» RECORD EXCERPTS:

------

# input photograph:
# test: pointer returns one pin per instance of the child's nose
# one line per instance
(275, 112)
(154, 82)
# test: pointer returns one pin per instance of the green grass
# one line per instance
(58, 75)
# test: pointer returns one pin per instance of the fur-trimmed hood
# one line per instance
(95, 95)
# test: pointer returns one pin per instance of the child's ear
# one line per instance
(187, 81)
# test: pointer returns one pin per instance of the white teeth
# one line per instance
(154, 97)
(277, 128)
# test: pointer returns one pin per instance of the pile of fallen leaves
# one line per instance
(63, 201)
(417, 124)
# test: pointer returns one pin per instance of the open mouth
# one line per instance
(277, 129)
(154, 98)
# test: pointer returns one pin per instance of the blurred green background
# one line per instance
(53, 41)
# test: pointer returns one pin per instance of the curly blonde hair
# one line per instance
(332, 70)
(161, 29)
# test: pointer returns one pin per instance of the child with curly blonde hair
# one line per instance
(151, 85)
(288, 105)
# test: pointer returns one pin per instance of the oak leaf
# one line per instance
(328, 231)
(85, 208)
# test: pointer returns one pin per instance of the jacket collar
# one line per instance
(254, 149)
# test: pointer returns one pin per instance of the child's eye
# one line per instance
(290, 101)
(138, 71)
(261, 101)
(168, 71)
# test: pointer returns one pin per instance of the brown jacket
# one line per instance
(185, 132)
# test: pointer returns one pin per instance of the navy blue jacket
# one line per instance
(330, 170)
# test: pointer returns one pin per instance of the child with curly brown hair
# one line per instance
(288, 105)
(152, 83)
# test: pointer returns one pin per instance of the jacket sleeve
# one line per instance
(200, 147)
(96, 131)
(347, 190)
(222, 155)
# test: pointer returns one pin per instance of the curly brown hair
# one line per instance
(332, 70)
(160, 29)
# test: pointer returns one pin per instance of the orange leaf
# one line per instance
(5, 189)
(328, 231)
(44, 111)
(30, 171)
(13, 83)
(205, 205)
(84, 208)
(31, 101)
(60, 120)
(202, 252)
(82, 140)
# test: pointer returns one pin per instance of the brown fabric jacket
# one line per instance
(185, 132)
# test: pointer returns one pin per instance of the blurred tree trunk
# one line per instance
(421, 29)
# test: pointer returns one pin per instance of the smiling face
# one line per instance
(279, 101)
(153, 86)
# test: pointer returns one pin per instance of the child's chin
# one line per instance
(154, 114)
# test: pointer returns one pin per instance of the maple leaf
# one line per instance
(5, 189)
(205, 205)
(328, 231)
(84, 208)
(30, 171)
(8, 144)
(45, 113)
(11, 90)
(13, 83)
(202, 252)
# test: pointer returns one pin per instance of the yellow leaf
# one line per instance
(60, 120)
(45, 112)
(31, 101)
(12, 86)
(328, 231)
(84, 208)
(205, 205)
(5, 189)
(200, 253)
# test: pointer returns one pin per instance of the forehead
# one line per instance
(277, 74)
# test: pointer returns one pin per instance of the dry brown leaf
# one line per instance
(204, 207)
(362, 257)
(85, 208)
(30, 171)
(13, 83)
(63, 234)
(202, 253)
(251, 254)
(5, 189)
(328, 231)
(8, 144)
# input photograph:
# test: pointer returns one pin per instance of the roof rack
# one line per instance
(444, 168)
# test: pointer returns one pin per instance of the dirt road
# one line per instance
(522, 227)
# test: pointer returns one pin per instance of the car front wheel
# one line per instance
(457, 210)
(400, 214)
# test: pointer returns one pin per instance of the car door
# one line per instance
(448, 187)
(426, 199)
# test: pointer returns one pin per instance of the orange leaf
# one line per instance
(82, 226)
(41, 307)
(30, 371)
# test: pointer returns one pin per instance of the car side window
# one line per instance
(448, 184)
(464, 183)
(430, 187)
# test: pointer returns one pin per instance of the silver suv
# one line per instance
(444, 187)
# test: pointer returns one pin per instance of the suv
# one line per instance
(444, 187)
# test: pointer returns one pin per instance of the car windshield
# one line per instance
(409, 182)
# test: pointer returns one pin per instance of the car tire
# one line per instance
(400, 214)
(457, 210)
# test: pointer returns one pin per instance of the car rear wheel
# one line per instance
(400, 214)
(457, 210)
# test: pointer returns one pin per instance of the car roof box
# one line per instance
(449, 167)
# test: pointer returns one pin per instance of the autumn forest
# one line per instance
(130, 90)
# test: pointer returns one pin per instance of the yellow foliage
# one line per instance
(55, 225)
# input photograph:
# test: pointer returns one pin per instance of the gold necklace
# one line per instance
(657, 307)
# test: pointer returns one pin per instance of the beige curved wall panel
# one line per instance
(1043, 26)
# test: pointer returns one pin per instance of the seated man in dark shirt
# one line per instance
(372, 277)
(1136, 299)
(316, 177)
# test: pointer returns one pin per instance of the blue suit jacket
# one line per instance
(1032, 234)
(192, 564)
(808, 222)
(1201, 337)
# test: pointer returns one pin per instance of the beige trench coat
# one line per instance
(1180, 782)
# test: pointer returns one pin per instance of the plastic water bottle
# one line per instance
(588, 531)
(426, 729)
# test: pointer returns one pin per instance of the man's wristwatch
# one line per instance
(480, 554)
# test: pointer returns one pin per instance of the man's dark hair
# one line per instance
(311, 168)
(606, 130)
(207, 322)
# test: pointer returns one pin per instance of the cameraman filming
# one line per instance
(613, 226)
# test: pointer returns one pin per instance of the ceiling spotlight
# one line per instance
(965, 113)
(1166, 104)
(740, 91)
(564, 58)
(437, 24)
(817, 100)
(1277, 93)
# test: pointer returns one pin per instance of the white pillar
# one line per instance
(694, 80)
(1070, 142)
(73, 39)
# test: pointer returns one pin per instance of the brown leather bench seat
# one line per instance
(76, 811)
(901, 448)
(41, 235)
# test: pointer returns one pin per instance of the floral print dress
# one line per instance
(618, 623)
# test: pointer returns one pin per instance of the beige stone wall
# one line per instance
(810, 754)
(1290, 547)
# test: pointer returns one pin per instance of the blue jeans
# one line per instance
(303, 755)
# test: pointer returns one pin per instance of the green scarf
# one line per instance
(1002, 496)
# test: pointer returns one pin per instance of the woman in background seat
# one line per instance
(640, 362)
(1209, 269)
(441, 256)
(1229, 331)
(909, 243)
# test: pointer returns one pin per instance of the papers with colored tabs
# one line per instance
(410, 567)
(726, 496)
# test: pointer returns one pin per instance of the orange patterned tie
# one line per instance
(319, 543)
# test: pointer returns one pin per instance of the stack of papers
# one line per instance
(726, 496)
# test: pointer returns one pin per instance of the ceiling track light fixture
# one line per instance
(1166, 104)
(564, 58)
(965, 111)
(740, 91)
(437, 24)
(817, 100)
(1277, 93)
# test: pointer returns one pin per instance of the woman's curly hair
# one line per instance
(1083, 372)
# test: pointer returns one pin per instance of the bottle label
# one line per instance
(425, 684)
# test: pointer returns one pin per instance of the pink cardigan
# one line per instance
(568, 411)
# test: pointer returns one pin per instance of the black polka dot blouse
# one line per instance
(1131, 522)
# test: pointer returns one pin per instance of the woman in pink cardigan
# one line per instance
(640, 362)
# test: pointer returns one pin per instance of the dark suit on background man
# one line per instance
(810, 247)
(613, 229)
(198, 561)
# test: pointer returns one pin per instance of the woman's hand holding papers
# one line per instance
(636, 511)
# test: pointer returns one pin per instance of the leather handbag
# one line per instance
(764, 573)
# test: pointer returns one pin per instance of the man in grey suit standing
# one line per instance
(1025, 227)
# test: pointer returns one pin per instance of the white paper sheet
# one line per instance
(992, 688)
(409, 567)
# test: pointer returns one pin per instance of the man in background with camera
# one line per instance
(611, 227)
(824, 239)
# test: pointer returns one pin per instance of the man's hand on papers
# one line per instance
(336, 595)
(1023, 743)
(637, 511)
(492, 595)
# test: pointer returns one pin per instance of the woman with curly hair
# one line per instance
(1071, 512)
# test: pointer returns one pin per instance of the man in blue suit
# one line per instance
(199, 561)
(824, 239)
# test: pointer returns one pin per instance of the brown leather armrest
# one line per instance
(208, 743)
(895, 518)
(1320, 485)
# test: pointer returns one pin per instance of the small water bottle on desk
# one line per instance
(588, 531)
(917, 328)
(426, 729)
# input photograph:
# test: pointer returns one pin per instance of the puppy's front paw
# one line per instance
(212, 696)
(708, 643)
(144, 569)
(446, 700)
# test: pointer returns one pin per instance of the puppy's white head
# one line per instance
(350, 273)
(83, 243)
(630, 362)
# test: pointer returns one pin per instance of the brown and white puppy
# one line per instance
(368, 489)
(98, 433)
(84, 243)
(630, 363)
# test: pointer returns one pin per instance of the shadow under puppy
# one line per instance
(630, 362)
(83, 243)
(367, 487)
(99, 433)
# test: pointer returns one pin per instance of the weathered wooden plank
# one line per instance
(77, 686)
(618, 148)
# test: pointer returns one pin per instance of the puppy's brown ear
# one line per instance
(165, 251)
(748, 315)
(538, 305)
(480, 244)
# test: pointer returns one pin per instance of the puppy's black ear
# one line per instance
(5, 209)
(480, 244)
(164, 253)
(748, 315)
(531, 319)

------

» EXERCISE DIRECTIONS: Give back exactly the lines from the line holding "background with camera" through the last line of the listing, including both.

» THE SOLUTION:
# test: pointer returns one pin per instance of the man in background with camera
# one line per instance
(611, 227)
(824, 239)
# test: pointer returns one pin per instance of the man's hand on papers
# one line per instance
(336, 595)
(1023, 743)
(637, 511)
(492, 595)
# test: pointer returns one pin per instance of the woman with curly hair
# one line per instance
(1071, 512)
# test: pointer returns one pin per instance of the man in blue suit
# one line per instance
(199, 561)
(824, 239)
# test: pointer returns one pin per instance of the brown leather armrest
# one line per instance
(208, 743)
(895, 518)
(1320, 485)
# test: pointer returns one pin per instance of the small water bottle on desk
# one line per instance
(588, 531)
(917, 328)
(426, 729)
# input photograph:
# test: pointer returns one pin per instance of the puppy's front paw
# one line per instance
(212, 696)
(708, 643)
(144, 569)
(446, 700)
# test: pointer returns one pin per instance of the puppy's white head
# one line per instance
(350, 273)
(83, 243)
(630, 362)
# test: pointer returns one pin per instance of the brown and white puppy
# one line per instance
(368, 489)
(98, 433)
(84, 243)
(630, 363)
# test: pointer returns one pin per instance of the shadow under puppy
# one line per instance
(630, 362)
(83, 243)
(367, 487)
(99, 433)
# test: pointer returns one pin per instance of the weathered wooden plank
# one line per instance
(77, 686)
(618, 148)
# test: pointer returns one pin per instance of the puppy's brown ear
# one line per instance
(165, 251)
(748, 315)
(538, 305)
(480, 244)
# test: pointer returns one pin per instance of the puppy's black ear
# one line per instance
(5, 209)
(480, 244)
(164, 253)
(748, 315)
(531, 319)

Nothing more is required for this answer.